[START Data]

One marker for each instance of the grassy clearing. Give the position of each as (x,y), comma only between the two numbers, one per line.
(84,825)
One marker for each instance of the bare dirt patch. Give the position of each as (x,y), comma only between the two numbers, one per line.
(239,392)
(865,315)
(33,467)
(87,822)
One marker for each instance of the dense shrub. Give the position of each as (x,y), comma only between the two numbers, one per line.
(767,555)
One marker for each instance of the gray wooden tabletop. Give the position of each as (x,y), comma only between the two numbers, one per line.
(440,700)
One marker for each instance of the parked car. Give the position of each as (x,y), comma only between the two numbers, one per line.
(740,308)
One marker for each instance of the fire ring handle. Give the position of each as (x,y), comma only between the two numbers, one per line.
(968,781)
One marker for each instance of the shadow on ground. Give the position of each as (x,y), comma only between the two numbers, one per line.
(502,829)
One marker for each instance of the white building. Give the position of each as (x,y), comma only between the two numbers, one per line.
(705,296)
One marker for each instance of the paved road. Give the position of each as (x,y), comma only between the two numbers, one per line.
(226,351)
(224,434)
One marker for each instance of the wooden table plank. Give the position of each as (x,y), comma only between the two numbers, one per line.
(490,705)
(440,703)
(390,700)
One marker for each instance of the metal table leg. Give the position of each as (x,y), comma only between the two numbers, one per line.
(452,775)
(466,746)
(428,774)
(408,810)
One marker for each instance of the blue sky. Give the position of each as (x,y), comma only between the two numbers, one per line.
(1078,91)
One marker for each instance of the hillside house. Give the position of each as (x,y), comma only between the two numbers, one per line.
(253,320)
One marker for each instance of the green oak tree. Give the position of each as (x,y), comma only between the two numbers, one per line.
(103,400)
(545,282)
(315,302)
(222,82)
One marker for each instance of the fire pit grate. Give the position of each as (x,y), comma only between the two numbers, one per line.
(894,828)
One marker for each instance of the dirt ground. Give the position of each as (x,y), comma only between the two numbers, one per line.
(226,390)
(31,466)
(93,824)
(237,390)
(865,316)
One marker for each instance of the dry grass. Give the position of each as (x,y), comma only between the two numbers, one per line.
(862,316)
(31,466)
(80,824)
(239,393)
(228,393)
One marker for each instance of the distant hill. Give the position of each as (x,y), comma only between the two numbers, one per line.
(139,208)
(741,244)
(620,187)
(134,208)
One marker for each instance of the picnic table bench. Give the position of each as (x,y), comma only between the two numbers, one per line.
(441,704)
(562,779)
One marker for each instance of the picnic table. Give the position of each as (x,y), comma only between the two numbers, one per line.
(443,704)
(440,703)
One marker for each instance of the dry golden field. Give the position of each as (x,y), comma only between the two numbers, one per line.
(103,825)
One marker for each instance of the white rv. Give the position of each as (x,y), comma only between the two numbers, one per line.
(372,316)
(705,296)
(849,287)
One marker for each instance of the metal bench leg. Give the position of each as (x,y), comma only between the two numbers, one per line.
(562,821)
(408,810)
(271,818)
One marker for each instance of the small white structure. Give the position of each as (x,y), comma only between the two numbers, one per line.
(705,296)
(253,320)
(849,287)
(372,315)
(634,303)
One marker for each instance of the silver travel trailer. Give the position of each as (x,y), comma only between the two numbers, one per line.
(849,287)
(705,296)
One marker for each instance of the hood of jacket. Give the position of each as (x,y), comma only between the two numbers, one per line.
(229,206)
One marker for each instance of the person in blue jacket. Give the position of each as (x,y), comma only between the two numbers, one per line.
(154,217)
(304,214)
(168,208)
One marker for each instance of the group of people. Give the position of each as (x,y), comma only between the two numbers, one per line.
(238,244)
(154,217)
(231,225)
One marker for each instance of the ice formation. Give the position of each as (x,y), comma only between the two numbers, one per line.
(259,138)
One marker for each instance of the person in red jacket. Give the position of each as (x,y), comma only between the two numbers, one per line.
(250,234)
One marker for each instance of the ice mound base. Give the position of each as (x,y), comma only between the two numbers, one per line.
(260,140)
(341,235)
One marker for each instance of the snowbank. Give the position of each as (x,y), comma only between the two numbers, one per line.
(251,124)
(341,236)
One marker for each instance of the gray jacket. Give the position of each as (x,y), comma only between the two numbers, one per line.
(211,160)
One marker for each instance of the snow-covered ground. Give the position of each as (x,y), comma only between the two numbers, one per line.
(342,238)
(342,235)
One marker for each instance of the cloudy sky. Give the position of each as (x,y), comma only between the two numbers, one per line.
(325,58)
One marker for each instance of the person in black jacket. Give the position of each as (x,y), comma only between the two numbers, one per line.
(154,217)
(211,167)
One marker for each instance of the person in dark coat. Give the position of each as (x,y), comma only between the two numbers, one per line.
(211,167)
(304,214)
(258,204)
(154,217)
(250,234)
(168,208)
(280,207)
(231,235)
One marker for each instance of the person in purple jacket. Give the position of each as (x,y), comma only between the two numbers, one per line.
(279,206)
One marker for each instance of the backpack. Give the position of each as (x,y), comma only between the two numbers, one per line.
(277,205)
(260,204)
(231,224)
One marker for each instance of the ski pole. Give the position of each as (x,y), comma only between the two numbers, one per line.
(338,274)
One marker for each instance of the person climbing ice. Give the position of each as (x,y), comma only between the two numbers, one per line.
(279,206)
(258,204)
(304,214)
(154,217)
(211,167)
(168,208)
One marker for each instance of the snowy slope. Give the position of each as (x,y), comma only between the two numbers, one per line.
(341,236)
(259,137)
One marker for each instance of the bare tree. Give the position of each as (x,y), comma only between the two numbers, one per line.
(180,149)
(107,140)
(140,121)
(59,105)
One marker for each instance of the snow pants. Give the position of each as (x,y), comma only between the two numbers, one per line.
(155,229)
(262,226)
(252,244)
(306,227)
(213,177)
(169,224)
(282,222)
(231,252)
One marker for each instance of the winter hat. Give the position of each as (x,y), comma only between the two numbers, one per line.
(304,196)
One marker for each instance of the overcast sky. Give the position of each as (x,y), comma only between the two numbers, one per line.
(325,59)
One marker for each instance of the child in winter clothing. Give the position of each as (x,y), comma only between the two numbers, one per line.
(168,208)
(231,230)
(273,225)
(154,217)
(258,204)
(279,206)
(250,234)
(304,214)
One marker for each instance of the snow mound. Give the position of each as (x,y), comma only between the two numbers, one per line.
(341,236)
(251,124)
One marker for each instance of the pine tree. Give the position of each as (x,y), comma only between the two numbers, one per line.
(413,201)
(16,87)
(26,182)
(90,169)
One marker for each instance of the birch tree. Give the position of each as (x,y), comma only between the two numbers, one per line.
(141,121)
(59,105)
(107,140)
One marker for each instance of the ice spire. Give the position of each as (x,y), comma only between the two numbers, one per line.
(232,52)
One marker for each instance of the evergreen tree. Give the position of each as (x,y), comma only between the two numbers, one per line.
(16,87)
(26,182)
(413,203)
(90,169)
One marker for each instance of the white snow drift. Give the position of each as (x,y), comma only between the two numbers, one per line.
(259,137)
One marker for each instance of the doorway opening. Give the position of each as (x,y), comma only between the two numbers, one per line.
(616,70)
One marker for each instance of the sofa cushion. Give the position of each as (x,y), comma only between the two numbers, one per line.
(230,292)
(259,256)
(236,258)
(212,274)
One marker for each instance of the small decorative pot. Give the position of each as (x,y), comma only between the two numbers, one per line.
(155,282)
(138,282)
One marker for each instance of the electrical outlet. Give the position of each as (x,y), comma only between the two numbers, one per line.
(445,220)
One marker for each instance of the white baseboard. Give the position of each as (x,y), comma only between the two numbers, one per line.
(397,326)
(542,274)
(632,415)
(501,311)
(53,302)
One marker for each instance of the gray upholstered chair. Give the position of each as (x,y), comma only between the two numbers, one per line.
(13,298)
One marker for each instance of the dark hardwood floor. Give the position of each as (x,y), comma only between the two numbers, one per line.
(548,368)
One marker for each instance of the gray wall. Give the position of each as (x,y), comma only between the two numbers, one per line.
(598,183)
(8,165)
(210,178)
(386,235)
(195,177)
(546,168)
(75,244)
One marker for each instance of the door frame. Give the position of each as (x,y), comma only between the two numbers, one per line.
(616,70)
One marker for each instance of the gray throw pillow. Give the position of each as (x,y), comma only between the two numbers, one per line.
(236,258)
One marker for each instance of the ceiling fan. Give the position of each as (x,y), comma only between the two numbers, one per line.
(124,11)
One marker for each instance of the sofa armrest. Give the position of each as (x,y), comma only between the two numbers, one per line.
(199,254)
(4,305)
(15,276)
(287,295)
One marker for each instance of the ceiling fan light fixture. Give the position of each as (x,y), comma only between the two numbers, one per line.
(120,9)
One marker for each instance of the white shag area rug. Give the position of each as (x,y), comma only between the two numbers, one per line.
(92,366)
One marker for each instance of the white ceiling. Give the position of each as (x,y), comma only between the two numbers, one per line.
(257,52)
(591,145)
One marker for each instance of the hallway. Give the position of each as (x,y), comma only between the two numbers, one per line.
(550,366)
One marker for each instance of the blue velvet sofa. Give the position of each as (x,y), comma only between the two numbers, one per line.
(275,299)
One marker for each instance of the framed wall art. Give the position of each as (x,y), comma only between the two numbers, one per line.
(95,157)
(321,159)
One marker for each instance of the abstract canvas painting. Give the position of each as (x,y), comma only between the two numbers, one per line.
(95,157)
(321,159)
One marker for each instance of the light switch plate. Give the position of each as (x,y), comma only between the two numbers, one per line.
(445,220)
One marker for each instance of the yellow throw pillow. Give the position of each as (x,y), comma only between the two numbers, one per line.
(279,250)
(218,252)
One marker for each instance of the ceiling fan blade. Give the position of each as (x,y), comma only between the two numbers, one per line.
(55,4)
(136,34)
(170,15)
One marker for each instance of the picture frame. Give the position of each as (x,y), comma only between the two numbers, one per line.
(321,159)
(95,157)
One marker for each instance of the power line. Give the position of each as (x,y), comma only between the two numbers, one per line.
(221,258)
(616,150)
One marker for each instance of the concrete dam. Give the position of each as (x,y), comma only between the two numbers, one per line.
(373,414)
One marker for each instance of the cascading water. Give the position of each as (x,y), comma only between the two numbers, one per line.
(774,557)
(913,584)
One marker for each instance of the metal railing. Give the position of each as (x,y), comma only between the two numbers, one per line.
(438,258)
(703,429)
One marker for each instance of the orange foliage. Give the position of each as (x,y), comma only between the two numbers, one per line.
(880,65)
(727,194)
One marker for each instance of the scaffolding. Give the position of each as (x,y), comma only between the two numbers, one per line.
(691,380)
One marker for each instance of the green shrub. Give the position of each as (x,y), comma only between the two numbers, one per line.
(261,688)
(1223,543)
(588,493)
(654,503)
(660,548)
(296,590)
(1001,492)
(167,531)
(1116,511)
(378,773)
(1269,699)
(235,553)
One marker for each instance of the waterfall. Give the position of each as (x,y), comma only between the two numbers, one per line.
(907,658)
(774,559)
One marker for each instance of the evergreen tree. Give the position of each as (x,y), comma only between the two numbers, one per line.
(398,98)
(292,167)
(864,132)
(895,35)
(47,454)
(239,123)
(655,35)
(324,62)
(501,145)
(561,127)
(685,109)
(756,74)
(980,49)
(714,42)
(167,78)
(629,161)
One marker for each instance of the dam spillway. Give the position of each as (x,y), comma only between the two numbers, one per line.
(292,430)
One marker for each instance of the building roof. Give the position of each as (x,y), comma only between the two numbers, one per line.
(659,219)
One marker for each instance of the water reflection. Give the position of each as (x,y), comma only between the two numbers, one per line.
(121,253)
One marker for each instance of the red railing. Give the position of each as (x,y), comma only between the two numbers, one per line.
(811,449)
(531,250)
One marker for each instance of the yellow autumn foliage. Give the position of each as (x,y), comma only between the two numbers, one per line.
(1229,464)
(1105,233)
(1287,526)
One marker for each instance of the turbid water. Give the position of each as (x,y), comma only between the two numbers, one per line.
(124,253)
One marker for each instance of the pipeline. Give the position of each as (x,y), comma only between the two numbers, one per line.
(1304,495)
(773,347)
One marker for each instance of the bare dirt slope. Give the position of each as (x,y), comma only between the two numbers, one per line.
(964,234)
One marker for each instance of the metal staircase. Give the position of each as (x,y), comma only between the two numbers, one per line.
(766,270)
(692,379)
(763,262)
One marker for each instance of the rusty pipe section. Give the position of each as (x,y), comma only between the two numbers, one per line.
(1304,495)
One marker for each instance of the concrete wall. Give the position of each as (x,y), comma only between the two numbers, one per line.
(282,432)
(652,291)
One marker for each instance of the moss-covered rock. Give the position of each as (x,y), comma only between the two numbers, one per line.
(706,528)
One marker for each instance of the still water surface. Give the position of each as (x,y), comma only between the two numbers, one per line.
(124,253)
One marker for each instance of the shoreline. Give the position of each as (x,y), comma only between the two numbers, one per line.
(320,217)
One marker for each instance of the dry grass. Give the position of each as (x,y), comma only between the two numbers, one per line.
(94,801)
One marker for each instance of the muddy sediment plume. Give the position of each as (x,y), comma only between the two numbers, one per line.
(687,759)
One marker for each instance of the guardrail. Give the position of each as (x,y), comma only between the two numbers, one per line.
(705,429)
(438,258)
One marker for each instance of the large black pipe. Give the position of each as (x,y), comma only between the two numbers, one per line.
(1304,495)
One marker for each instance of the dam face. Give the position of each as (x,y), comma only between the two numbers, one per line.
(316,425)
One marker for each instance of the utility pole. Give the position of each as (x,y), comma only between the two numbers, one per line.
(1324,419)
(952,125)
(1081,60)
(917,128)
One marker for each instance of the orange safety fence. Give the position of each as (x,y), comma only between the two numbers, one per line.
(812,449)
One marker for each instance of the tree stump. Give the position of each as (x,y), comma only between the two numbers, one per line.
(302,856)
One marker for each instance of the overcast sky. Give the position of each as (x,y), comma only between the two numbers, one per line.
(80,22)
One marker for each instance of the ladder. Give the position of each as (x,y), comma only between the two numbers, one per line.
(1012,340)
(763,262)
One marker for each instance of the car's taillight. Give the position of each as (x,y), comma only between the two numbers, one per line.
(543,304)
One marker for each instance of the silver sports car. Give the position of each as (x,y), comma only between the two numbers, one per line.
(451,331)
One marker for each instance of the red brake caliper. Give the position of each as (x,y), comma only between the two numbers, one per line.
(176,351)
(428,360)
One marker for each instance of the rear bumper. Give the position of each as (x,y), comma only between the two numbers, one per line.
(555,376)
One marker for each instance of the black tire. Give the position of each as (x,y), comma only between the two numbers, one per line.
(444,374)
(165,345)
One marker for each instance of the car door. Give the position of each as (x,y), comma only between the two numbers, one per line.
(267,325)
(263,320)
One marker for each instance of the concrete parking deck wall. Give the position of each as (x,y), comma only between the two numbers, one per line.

[END Data]

### What to do
Everything from the line containing "One marker for each instance of the ladder." to the end of the data above should be quoted exactly, please, both ends included, and nothing outside that span.

### Result for this exercise
One marker for each instance of the ladder. Give the position of each as (x,y), comma only between the two numbers, one per line.
(1012,340)
(763,262)
One marker for each instance of the car's taillight. Give the position of each as (x,y), comma only between the two numbers, one per line.
(543,304)
One marker for each instance of the silver sports car. Give the position of each as (x,y), comma only between the two numbers, one per line.
(451,331)
One marker for each instance of the red brake caliper. Give the position of each as (x,y), comma only between the two numbers, one per line.
(176,351)
(428,360)
One marker for each instance of the rear bumper. Give the position of each as (x,y), comma only between the two numbers, one per line.
(555,376)
One marker for each instance of the black tire. Give the position of each as (x,y), comma only between the two numbers, one per line.
(444,374)
(165,345)
One marker for each instance of the car door. Give the position of each as (x,y), comma only between the two numbers, one per line.
(267,325)
(263,320)
One marker for each instance of the concrete parking deck wall. Give the position of each as (x,y), comma only between the two numbers, one per line.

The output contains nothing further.